Creating an Endorsements Scatter Plot

Our goal for the first scatter plot is to compare the endorsements a mod receives with the total number of times that mod is downloaded. How are the two measures related to each other? My initial assumption is that they would be heavily correlated, with high total downloads corresponding to high endorsements, but how related will they be and how much variation will there be? Another interesting question is: Which mods stand out within these measures? There are sure to be a few outliers, data points that do not fall within the same area as the majority of points.

Learning Objectives

  • Create a scatter plot.
  • Use Columns and Rows to add dimensions/measures to a worksheet.
  • Format scatter plot points.
  • Format chart axes.

Initial Scatter Plot

  1. Click on the New Worksheet button.
  2. Right click the new worksheet and rename it Endorsements.
  3. Note that on the left we are still using the joined mod and tag (tags+) data. Click mods to switch to just the mod data - we will not be using tag data for this plot. The data source options

What happens if we forget to switch from tags+ to mods? We will be creating a point in the plot for each mod. In mods, one record corresponds to one mod, so this will be a straightforward process. In tags+, many mods will have multiple records, so our default solution would end up adding together the endorsements and downloads for each of these records, creating extremely inflated values based on the number of tags a mod uses. Changing from sum to average values might be the perfect solution to this, although it does add an extra step, but some mods may not have tags at all. These mods would not be in our tags+ dataset. The only solution for this issue (that does not involve creating a new dataset) is to use the mods dataset.

Adding Data

Scatter plots rely more heavily on Rows and Columns than our previous charts did. However, it is not necessary to know how we want the data arranged. We will prove this by adding both our measures to the Rows field.

  1. Locate Endorsements under Measures and drag it onto Rows.
  2. Locate Total Downloads under Measures and drag it onto Rows as well. The **Rows** box with Endorsements and Total Downloads and the empty **Columns** box
  3. Click on Show Me and choose the scatter plot option. Note that this is currently the recommended option. After choosing scatter plot, Tableau will automatically move one of our measures to Columns. Changing chart type to scatter plot.

* * * *

## STATED EXERCISE 1
In the scatter plot tutorial, what name is the new worksheet given?
## STATED EXERCISE 2
List every learning objective in the scatter plot tutorial.

* * * *

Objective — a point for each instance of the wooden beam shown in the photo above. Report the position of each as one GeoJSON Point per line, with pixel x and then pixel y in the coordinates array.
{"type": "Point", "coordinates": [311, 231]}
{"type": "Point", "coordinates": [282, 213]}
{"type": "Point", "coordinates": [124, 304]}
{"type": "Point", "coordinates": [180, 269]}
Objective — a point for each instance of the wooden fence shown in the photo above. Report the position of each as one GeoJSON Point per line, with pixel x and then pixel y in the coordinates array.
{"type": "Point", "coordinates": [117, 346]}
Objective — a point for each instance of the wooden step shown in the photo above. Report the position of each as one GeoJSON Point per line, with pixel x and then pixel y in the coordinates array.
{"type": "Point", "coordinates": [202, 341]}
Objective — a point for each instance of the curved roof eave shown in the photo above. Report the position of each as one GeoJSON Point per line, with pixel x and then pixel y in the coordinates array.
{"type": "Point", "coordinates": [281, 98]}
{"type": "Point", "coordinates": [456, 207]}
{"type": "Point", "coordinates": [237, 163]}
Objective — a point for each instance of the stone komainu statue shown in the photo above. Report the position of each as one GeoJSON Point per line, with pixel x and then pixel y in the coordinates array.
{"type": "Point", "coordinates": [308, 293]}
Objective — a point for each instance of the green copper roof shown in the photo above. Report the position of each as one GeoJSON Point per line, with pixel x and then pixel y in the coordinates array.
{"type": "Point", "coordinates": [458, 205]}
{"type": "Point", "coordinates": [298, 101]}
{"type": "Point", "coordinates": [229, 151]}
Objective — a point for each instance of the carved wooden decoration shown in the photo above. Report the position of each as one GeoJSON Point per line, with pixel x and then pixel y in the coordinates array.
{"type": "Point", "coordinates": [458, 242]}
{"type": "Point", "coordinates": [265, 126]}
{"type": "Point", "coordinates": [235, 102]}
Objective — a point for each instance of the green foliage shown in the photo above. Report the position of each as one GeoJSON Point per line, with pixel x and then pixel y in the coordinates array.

* * * *

## TASK RESPONSE 1
Endorsements

## TASK RESPONSE 2
- Create a scatter plot.
- Use Columns and Rows to add dimensions/measures to a worksheet.
- Format scatter plot points.
- Format chart axes.